Contour labeling entries:
* START *
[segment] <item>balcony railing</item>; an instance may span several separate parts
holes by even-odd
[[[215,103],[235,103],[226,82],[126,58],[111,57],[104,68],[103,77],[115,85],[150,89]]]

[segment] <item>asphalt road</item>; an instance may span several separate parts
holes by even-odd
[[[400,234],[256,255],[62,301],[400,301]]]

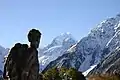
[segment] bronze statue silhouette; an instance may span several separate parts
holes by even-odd
[[[32,29],[28,33],[27,44],[16,43],[11,48],[7,60],[4,65],[4,79],[10,80],[38,80],[39,76],[39,61],[38,51],[41,38],[41,33]]]

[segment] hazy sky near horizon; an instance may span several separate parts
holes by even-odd
[[[61,33],[77,40],[102,20],[120,13],[120,0],[0,0],[0,45],[27,43],[32,28],[42,32],[41,46]]]

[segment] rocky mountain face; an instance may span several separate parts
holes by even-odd
[[[76,40],[70,33],[63,33],[54,38],[51,44],[39,49],[40,70],[43,70],[51,61],[63,55],[75,43]]]
[[[120,14],[102,21],[86,37],[50,62],[44,71],[55,66],[65,66],[85,72],[120,46],[119,34]]]
[[[109,56],[102,60],[89,75],[95,74],[120,74],[120,48],[116,48]]]

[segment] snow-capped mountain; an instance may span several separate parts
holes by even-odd
[[[9,49],[5,49],[2,46],[0,46],[0,70],[3,71],[3,65],[4,65],[4,57],[8,53]]]
[[[88,76],[96,74],[120,74],[120,48],[116,48],[109,56],[102,60]]]
[[[57,66],[74,67],[85,72],[120,46],[120,14],[102,21],[45,70]],[[45,71],[44,70],[44,71]]]
[[[40,70],[43,70],[51,61],[57,59],[75,43],[76,40],[70,33],[63,33],[54,38],[51,44],[39,49]]]

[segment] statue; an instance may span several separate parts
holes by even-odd
[[[37,48],[39,47],[40,38],[41,33],[36,29],[32,29],[28,33],[30,47],[27,44],[15,44],[4,66],[4,79],[38,80],[39,61]]]

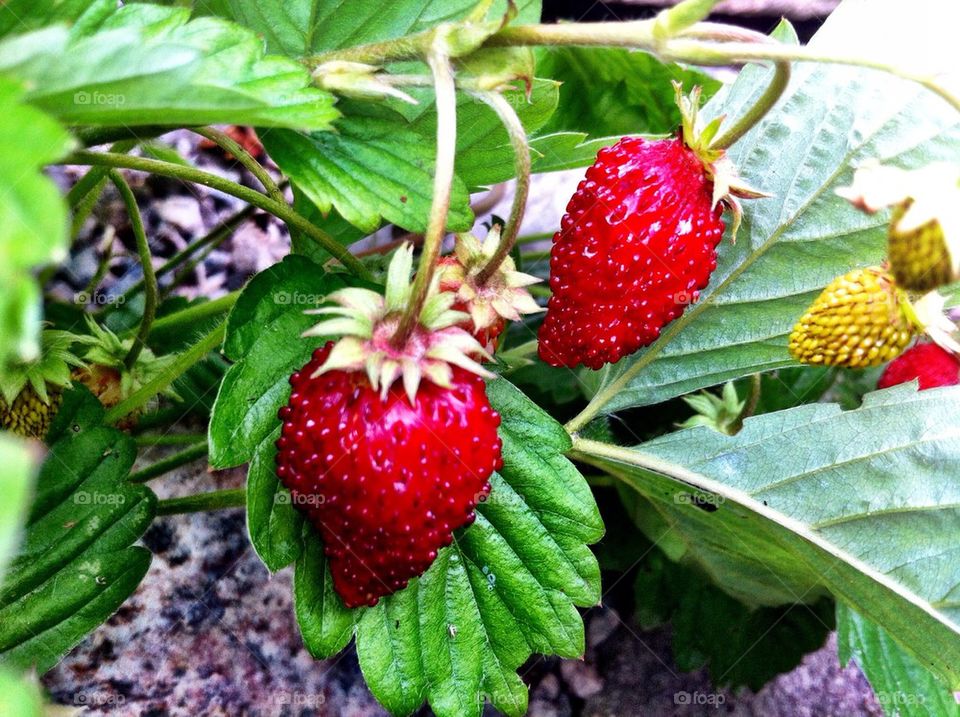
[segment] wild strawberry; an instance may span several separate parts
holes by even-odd
[[[0,375],[0,428],[42,439],[70,385],[70,367],[83,366],[72,346],[83,338],[67,331],[45,330],[40,356],[14,363]]]
[[[906,170],[867,163],[837,193],[868,213],[893,207],[887,258],[897,283],[930,291],[960,279],[960,169]]]
[[[934,343],[917,344],[883,370],[877,388],[890,388],[917,380],[920,390],[960,383],[960,359]]]
[[[469,314],[461,328],[473,334],[490,353],[496,351],[508,320],[520,321],[522,314],[543,311],[525,288],[540,279],[517,271],[511,257],[504,259],[489,277],[482,276],[499,242],[499,224],[493,225],[482,244],[472,234],[459,234],[454,255],[443,257],[437,269],[440,291],[457,297],[452,309]]]
[[[550,255],[540,357],[597,369],[653,343],[696,301],[717,265],[724,206],[763,196],[711,149],[719,120],[697,125],[699,93],[678,102],[680,136],[625,137],[600,150],[567,205]]]
[[[916,332],[909,302],[880,267],[834,279],[790,334],[801,363],[862,368],[898,356]]]
[[[468,317],[450,310],[454,295],[432,295],[397,344],[411,263],[409,248],[397,252],[386,297],[345,289],[316,310],[335,318],[305,335],[345,337],[293,374],[280,410],[277,476],[319,531],[347,607],[423,573],[501,466],[490,374],[470,358],[485,352],[457,326]]]

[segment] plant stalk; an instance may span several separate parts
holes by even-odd
[[[197,493],[183,498],[167,498],[157,502],[157,515],[180,515],[183,513],[202,513],[208,510],[226,510],[242,508],[247,504],[247,491],[244,488],[215,490],[210,493]]]
[[[226,322],[222,322],[217,328],[204,336],[189,349],[177,357],[177,360],[170,365],[170,370],[164,372],[161,376],[156,376],[148,381],[138,390],[134,391],[126,399],[106,412],[103,422],[106,424],[116,423],[124,416],[127,416],[139,408],[146,405],[147,401],[159,394],[170,384],[182,376],[191,366],[198,363],[209,352],[223,343],[223,335],[226,330]]]
[[[74,152],[64,159],[62,164],[89,164],[119,169],[133,169],[164,177],[172,177],[173,179],[180,179],[186,182],[193,182],[195,184],[202,184],[211,189],[230,194],[238,199],[242,199],[248,204],[263,209],[265,212],[270,212],[278,219],[286,222],[288,226],[302,231],[333,257],[338,259],[351,273],[363,279],[373,280],[373,275],[362,262],[334,240],[333,237],[319,227],[311,224],[301,214],[298,214],[289,204],[286,202],[277,202],[256,190],[244,187],[236,182],[231,182],[223,177],[218,177],[211,172],[204,172],[195,167],[184,167],[172,162],[164,162],[147,157],[131,157],[125,154],[91,152],[89,150]]]
[[[523,213],[527,206],[527,196],[530,193],[530,145],[527,144],[527,131],[524,129],[523,123],[510,103],[503,98],[503,95],[499,92],[474,92],[471,94],[486,103],[503,122],[507,134],[510,136],[510,144],[513,146],[514,171],[517,175],[513,204],[510,207],[507,225],[500,235],[500,244],[497,245],[497,250],[490,261],[477,274],[477,286],[483,286],[493,276],[493,273],[500,268],[503,260],[510,256],[513,245],[517,241],[517,235],[520,233]]]
[[[433,74],[437,98],[437,162],[433,174],[433,201],[430,205],[427,231],[424,234],[423,250],[417,264],[417,275],[410,292],[410,303],[393,337],[396,346],[402,346],[410,337],[420,321],[420,312],[430,292],[433,273],[440,257],[440,248],[447,233],[453,167],[457,155],[457,89],[454,84],[453,67],[443,47],[442,36],[438,36],[435,40],[427,57],[427,63]]]
[[[189,448],[184,448],[182,451],[174,453],[172,456],[163,458],[156,463],[153,463],[146,468],[137,471],[136,473],[131,473],[130,477],[127,478],[131,483],[146,483],[148,480],[153,480],[158,478],[165,473],[185,466],[188,463],[193,463],[200,458],[203,458],[207,455],[207,443],[197,443],[192,445]]]
[[[143,229],[143,217],[140,216],[140,208],[137,206],[137,198],[133,196],[133,190],[127,180],[123,178],[116,169],[111,169],[108,174],[110,181],[113,182],[124,206],[127,208],[127,216],[130,218],[130,226],[133,228],[133,236],[137,242],[137,254],[140,257],[140,268],[143,270],[143,281],[146,291],[144,292],[143,318],[140,320],[140,328],[133,338],[133,344],[123,359],[123,365],[127,370],[132,369],[147,344],[147,336],[150,334],[150,327],[153,325],[153,319],[157,314],[157,275],[153,271],[153,255],[150,253],[150,244],[147,242],[147,234]]]

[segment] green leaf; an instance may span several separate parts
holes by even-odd
[[[812,47],[821,35],[828,49],[838,35],[872,37],[887,47],[888,35],[871,35],[873,28],[923,37],[937,22],[920,8],[908,17],[889,6],[845,10],[827,20]],[[779,34],[789,37],[784,29]],[[949,47],[942,52],[949,54]],[[943,63],[949,64],[946,55]],[[704,113],[739,116],[769,73],[748,67]],[[610,412],[658,403],[792,364],[787,336],[817,293],[854,267],[878,263],[885,252],[886,215],[865,215],[835,190],[872,157],[901,167],[952,162],[958,143],[956,112],[917,85],[871,70],[797,65],[784,98],[729,153],[747,182],[773,197],[745,201],[736,244],[720,245],[709,286],[659,341],[587,375],[599,394],[595,407]]]
[[[562,83],[557,112],[544,132],[593,136],[669,134],[680,126],[671,82],[703,88],[704,101],[720,83],[699,70],[621,48],[548,47],[537,52],[537,75]]]
[[[870,394],[758,416],[736,436],[680,431],[591,463],[647,498],[663,530],[747,604],[831,592],[960,686],[960,389]],[[657,540],[657,534],[651,534]]]
[[[288,256],[257,274],[227,318],[223,353],[235,363],[220,385],[210,418],[210,465],[246,463],[280,425],[277,411],[290,396],[289,377],[325,343],[300,337],[316,323],[304,313],[346,286],[301,256]]]
[[[276,130],[264,134],[264,147],[323,214],[335,207],[367,233],[382,220],[422,233],[430,214],[436,141],[425,140],[385,107],[344,103],[344,111],[349,114],[336,123],[336,132]],[[455,181],[451,230],[473,225],[469,205],[466,187]]]
[[[960,704],[947,686],[904,652],[880,626],[837,605],[840,664],[853,660],[870,681],[880,706],[901,717],[957,717]]]
[[[484,695],[505,714],[524,714],[517,668],[532,652],[581,656],[575,606],[600,597],[587,544],[603,524],[586,481],[563,456],[569,436],[503,379],[487,393],[503,418],[503,469],[476,522],[419,579],[376,607],[347,611],[315,534],[305,533],[296,572],[304,641],[329,657],[356,623],[367,684],[393,714],[427,700],[440,717],[480,715]]]
[[[20,539],[32,490],[33,461],[24,441],[0,433],[0,577]]]
[[[29,270],[65,256],[67,210],[40,168],[73,140],[53,119],[23,104],[18,84],[0,77],[0,366],[39,350],[40,291]]]
[[[0,715],[44,717],[39,686],[7,670],[0,670]]]
[[[537,22],[540,0],[516,3],[517,21]],[[255,30],[271,52],[303,57],[368,42],[390,40],[427,30],[441,22],[462,20],[477,0],[392,0],[359,3],[349,0],[212,0],[204,11],[229,17]],[[488,17],[506,10],[498,0]]]
[[[671,622],[677,666],[708,666],[717,687],[760,690],[820,648],[833,626],[829,600],[750,609],[702,571],[673,563],[659,550],[644,559],[634,592],[640,626]]]
[[[140,583],[150,552],[129,546],[156,498],[126,482],[135,457],[129,436],[98,425],[76,423],[50,447],[23,547],[0,586],[0,665],[45,672]]]
[[[0,43],[0,73],[72,124],[330,128],[333,96],[312,87],[304,67],[265,56],[262,41],[233,23],[188,20],[185,8],[137,4],[72,33],[13,37]]]

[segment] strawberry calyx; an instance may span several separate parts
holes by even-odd
[[[541,279],[517,271],[512,257],[504,259],[480,282],[485,267],[497,251],[500,232],[500,225],[494,224],[482,242],[473,234],[458,234],[454,257],[442,261],[439,267],[440,289],[456,296],[457,304],[470,314],[475,334],[504,320],[520,321],[524,314],[545,310],[526,289]]]
[[[680,139],[703,163],[707,179],[713,182],[713,206],[722,202],[733,213],[731,236],[736,240],[737,230],[743,220],[743,207],[739,200],[762,199],[770,195],[747,184],[727,157],[726,150],[713,146],[725,117],[721,115],[703,124],[700,117],[701,88],[696,86],[689,95],[684,95],[683,86],[674,82],[673,89],[677,107],[680,108]]]
[[[335,370],[364,371],[370,385],[379,390],[381,400],[386,400],[390,387],[402,379],[413,405],[424,379],[451,388],[454,366],[483,378],[493,377],[474,358],[492,357],[459,326],[470,316],[451,308],[456,296],[439,290],[438,274],[431,282],[419,322],[409,336],[397,342],[397,330],[410,300],[412,268],[413,247],[408,244],[398,249],[390,262],[385,294],[362,288],[341,289],[326,297],[332,306],[306,312],[332,318],[305,331],[304,337],[341,337],[311,378]]]

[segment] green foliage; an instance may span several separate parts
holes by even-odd
[[[537,52],[537,74],[562,83],[560,109],[544,132],[596,135],[669,134],[680,126],[671,82],[703,88],[720,83],[699,70],[621,48],[549,47]]]
[[[886,630],[845,605],[837,606],[837,647],[840,664],[857,663],[886,714],[960,715],[960,704],[946,684],[900,648]]]
[[[333,97],[311,86],[306,69],[264,56],[236,25],[188,20],[185,8],[129,5],[72,32],[11,37],[0,43],[0,75],[26,82],[26,99],[74,124],[330,128]]]
[[[866,6],[850,8],[823,32],[860,36],[871,16]],[[703,114],[739,116],[770,72],[746,68]],[[787,336],[807,305],[834,277],[878,263],[885,251],[885,215],[863,214],[836,188],[871,157],[902,167],[952,161],[958,142],[955,111],[916,85],[870,70],[798,65],[784,98],[729,153],[748,183],[773,196],[745,200],[736,244],[724,240],[709,286],[659,341],[585,372],[596,391],[609,390],[602,409],[659,403],[792,364]]]
[[[156,499],[126,482],[133,440],[92,420],[90,401],[85,390],[67,392],[51,428],[23,546],[0,585],[0,665],[48,670],[113,614],[150,565],[150,552],[130,545],[153,520]]]
[[[441,22],[465,18],[477,0],[211,0],[204,12],[236,20],[267,41],[271,52],[304,57],[353,45],[389,40],[427,30]],[[518,20],[540,19],[540,0],[516,3]],[[488,13],[500,17],[506,2],[497,0]]]
[[[670,533],[749,605],[812,603],[826,591],[871,620],[948,684],[960,684],[960,390],[910,386],[861,408],[811,404],[696,428],[639,446],[639,460],[589,460],[650,501],[649,537]]]
[[[644,559],[634,590],[640,626],[670,622],[677,666],[709,667],[717,687],[759,690],[820,648],[833,627],[829,600],[750,609],[705,573],[673,563],[658,550]]]

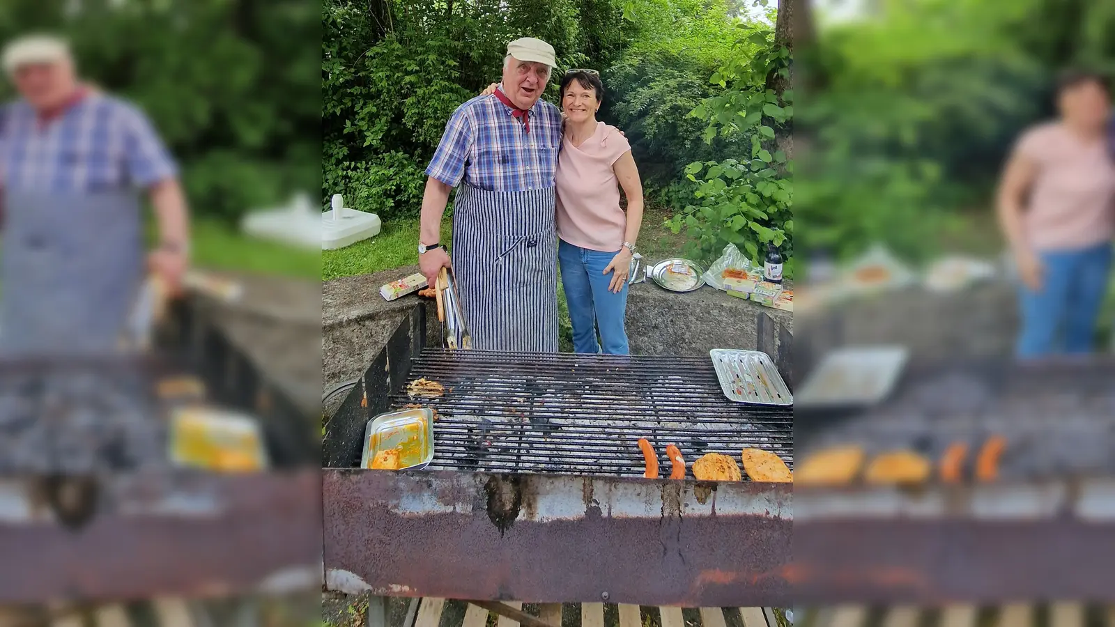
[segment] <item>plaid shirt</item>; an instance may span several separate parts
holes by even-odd
[[[457,107],[426,175],[456,187],[465,183],[489,192],[544,190],[554,185],[561,149],[561,113],[540,99],[531,107],[531,132],[495,96]]]
[[[12,190],[98,192],[144,189],[177,166],[135,106],[87,94],[40,120],[26,102],[0,107],[0,185]]]

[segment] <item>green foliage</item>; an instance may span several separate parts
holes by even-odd
[[[320,186],[318,23],[304,2],[0,3],[0,40],[33,30],[67,36],[85,78],[147,113],[196,214],[231,220]]]
[[[689,164],[685,173],[697,184],[698,203],[670,221],[675,232],[687,230],[690,253],[705,261],[729,243],[756,262],[767,243],[779,247],[784,257],[793,253],[793,167],[777,147],[775,131],[793,118],[793,91],[779,97],[766,88],[770,74],[788,76],[791,55],[769,44],[769,27],[739,25],[739,29],[736,52],[709,78],[720,89],[690,114],[706,123],[706,143],[718,137],[733,141],[737,149],[729,154],[737,156]]]

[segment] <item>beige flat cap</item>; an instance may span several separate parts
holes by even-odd
[[[54,64],[69,58],[69,45],[62,39],[48,35],[21,37],[4,46],[3,69],[10,75],[21,66]]]
[[[507,54],[521,61],[533,61],[556,67],[554,47],[541,39],[524,37],[507,45]]]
* END *
> YOUR TASK:
Write out the rows verbatim, beginning at the line that contains "[segment] <item>green foliage</item>;" and stopping after the last line of the rows.

> RIGHT ANSWER:
[segment] <item>green foliage</item>; an instance may span several separate parts
holes by even-odd
[[[320,186],[318,23],[304,2],[0,3],[0,40],[33,30],[67,36],[85,78],[147,113],[196,214],[231,220]]]
[[[689,164],[685,173],[697,184],[698,203],[670,221],[675,232],[687,230],[690,253],[705,261],[729,243],[756,262],[767,243],[779,247],[784,257],[793,253],[793,167],[777,147],[775,131],[793,118],[793,91],[779,97],[766,88],[770,74],[788,76],[791,55],[769,44],[769,27],[739,25],[739,29],[736,52],[709,78],[720,89],[690,114],[706,123],[706,143],[718,137],[733,141],[737,149],[729,154],[737,156]]]

[segment] <item>beige flat cap</item>; an instance may span several separate parts
holes by even-odd
[[[54,64],[69,58],[69,45],[62,39],[48,35],[21,37],[4,46],[3,69],[10,75],[21,66]]]
[[[507,54],[521,61],[533,61],[556,67],[554,47],[541,39],[524,37],[507,45]]]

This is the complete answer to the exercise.